» What is needed: In full and without alteration, write out the data below.

---

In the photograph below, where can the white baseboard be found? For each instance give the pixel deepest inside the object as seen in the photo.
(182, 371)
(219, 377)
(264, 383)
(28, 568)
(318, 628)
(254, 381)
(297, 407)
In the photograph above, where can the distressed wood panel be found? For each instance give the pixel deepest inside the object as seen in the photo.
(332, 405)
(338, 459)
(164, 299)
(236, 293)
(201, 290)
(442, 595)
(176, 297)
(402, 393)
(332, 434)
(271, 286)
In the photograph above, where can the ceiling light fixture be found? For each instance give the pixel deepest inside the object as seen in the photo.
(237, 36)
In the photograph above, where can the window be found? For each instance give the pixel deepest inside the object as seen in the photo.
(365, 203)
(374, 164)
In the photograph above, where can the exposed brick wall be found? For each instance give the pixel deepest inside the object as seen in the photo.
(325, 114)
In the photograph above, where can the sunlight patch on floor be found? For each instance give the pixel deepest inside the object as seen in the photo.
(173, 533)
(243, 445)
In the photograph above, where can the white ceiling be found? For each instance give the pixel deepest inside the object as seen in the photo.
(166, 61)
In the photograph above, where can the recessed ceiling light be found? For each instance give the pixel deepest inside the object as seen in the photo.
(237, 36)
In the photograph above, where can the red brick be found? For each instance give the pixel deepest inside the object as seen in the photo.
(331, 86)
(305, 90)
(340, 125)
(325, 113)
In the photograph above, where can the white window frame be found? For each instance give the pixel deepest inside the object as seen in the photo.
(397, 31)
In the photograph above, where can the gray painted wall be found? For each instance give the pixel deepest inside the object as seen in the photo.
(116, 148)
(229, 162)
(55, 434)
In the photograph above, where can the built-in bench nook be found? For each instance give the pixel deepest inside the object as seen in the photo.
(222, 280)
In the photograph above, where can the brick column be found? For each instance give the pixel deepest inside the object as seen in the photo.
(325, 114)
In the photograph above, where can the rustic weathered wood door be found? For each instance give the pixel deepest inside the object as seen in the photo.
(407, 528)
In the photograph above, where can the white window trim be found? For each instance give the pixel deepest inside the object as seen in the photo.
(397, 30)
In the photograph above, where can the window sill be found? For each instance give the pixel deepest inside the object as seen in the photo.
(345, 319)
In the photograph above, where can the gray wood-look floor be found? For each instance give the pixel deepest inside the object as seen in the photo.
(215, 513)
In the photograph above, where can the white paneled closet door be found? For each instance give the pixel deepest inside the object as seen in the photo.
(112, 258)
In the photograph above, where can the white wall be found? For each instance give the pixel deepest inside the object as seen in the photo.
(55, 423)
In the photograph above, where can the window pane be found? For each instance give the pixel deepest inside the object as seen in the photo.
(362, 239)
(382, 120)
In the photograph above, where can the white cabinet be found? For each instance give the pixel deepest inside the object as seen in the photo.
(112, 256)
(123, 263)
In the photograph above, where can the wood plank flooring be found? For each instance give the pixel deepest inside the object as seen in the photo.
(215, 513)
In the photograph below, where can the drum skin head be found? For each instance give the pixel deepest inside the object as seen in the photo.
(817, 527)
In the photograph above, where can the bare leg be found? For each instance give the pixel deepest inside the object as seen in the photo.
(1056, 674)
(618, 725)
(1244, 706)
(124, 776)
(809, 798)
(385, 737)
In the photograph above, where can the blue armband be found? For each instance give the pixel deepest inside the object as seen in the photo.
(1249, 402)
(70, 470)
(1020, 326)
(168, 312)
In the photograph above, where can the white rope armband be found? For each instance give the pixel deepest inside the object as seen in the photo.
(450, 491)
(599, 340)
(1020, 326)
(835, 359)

---

» Task answer:
In the photograph below, where can the white baseboard be found? For each instance give the pixel deepest inside the object as seen in the photo.
(182, 371)
(219, 377)
(264, 383)
(28, 568)
(318, 628)
(254, 381)
(297, 407)
In the photograph above, where can the distressed wood panel be found? For each instance give the pixel deepest inside the object as seen in the photo.
(332, 405)
(338, 459)
(164, 299)
(236, 293)
(201, 290)
(442, 595)
(176, 297)
(402, 393)
(332, 434)
(271, 286)
In the photograph above, where can the ceiling light fixture be found? For each instance give the pixel deepest inside the object as seen in the photo.
(237, 36)
In the photograph above, where can the window be found? For each instance give the pixel deepest inside the object as seen in the photo.
(365, 203)
(374, 164)
In the photograph above, where can the exposed brick wall be found? For each instance give the pixel deepest inside the object as seen in the photo.
(325, 114)
In the photograph above, where can the sunlight patch on floor be found? For each instance give the pixel deepest inside the object as seen in the photo.
(173, 533)
(243, 445)
In the photograph above, where can the white ceiling be found? For each instance give the pixel deepest inside the object as seen in the photo.
(166, 61)
In the photograph above, where can the recessed ceiling light be found? For each instance give the pixel deepest inside the object as seen in the photo.
(237, 36)
In the photograph above, where can the red brick be found? For each instance give the pixel deepest inside the object as seen in the photo.
(331, 86)
(305, 90)
(340, 125)
(325, 113)
In the photograph above, where can the white window frame be found? For each instance give the pixel deepest inside the object as seen in the photo.
(397, 31)
In the photograph above, where can the gray painted wall be found? For each instance give the pixel deepest inside the object as seen in the photo.
(116, 148)
(229, 162)
(55, 434)
In the photograph above, where can the built-in bench nook be found? For each instance give the pixel deepest inside the object as seen in the photo.
(222, 280)
In the photograph above, where can the brick column be found? For each instance give the pixel deepest inside the object as seen in the photo.
(325, 114)
In the photograph above, where can the rustic weathered wood door be found? For each instance give the pixel deepest inside the object as seen in the photo.
(407, 528)
In the photograph above, where can the white window trim be found? For each instance give the pixel deepest inside the object as seen in the photo.
(397, 30)
In the photograph above, where can the window sill be found? For each instance give the pixel deepest inside the object as seen in the photo.
(345, 319)
In the photograph above, where can the gray wood-look floor be found? For each instance give the pixel deepest inside the object as seen in the photo.
(215, 513)
In the photograph above, where can the white paneled closet door be found? For each instance give the pixel deepest inside the object as seen in the photo.
(112, 258)
In the photograph above, where can the white wall be found? For each instance give the pixel deepest inside the object as seen in the photo.
(55, 423)
In the photograph above, where can the window pane be found? For each instance give the pixel deepest inside the object as seen in the photo.
(362, 239)
(382, 120)
In the photograph above, where can the white cabinet be found? For each instance give the pixel deepest inside the object as seen in the photo.
(112, 256)
(123, 263)
In the photograph above, where can the wood plank flooring be found? For each instance give the pixel deepest inside the object as seen in the photo.
(215, 513)
In the photograph below, where can the drum skin head be found? For each instance give the pixel deepest inside the object as seen in the photo.
(817, 527)
In the photograph above, where can the bare leg be found? For each instance give the pixel deepest inside the object as seen in the photo.
(1056, 674)
(618, 725)
(1244, 706)
(124, 776)
(809, 798)
(385, 737)
In the photograph above, where can the blue armband be found? For each instance give the pixel deepest inside the object as seen in the photo.
(1249, 402)
(70, 470)
(1020, 326)
(168, 312)
In the photograph above, where can the white rope armband be found? For each instance give the pixel deepest inside the object as seen in the photo.
(450, 491)
(599, 340)
(1020, 326)
(835, 359)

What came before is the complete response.